* _GIVEN INSTRUCTION_:
Can you recast the records below as a two-column Markdown table, with "Row" holding a running number and "Content" holding each line, and with blank lines left out?

* _RECORDED DATA_:

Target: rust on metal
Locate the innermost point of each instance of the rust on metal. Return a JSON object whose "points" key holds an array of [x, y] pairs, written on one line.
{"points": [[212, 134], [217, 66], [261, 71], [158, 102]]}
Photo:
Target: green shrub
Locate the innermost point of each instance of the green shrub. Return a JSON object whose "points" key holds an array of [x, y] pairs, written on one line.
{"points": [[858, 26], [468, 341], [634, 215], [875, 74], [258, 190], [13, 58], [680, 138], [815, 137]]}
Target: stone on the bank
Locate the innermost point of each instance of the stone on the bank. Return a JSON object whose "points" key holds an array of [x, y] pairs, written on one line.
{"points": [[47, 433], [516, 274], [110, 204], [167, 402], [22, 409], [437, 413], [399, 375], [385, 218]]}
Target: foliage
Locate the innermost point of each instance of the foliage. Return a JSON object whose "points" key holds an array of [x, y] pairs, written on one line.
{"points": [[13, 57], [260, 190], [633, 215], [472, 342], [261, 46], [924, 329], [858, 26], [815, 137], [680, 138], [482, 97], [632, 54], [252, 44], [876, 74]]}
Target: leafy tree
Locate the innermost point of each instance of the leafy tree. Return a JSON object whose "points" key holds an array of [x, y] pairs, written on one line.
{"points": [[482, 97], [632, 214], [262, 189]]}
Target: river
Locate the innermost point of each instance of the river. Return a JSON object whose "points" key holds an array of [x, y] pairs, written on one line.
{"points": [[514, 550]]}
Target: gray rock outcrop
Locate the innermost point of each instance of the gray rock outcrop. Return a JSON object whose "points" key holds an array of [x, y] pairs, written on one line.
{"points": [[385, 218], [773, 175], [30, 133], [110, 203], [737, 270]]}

* _SOLUTION FOR THIS TASK_:
| Row | Content |
|---|---|
| 1 | Target: rust on metal |
| 2 | Locate the innermost point of each instance of the rust on metal. Return a JSON object whose "points" key holds an array of [x, y] pairs, written on one line. |
| 3 | {"points": [[212, 134], [217, 66], [261, 71], [158, 102]]} |
| 4 | Photo: |
| 5 | Target: green shrub |
| 6 | Locate the innermost point of each instance of the green shrub. Return a JSON object whose "points" key holds an array of [x, y] pairs, written on one line. |
| 7 | {"points": [[858, 26], [468, 341], [634, 215], [875, 74], [258, 190], [13, 58], [680, 138], [815, 137]]} |
| 8 | Target: stone on the bank |
| 9 | Locate the innermost point of each instance of the stone on the bank. Return a JSON object whose "points" key holds an array of [x, y] pairs, written on one line. |
| 10 | {"points": [[47, 433], [516, 274], [110, 204], [167, 402], [22, 409], [437, 413], [399, 375], [385, 218]]} |
| 11 | Target: foliage |
| 12 | Locate the innermost point of each instance of the foliage. Return a JSON object whose "points" key holds an array of [x, y] pairs, written on one line. |
| 13 | {"points": [[13, 57], [260, 190], [633, 215], [472, 342], [261, 46], [924, 329], [858, 26], [815, 137], [680, 138], [482, 97], [632, 54], [252, 44], [876, 74]]} |
| 14 | Target: leafy tree |
| 15 | Locate the innermost point of each instance of the leafy tree. Return a JSON object whose "points" key holds an array of [x, y] pairs, written on one line. |
| 16 | {"points": [[482, 97], [632, 214], [262, 189]]} |
| 17 | Target: river |
| 18 | Locate the innermost point of each instance of the river. Return a JSON object whose "points" key holds an array of [x, y] pairs, written on one line. |
| 19 | {"points": [[514, 550]]} |
| 20 | Target: gray rock outcrop |
| 21 | Locate the innermost point of each instance of the gray rock outcrop. Return a JSON object whose "points" key holds an array of [x, y] pairs, written on one line. |
| 22 | {"points": [[385, 218], [773, 175], [30, 133], [110, 203], [737, 270]]} |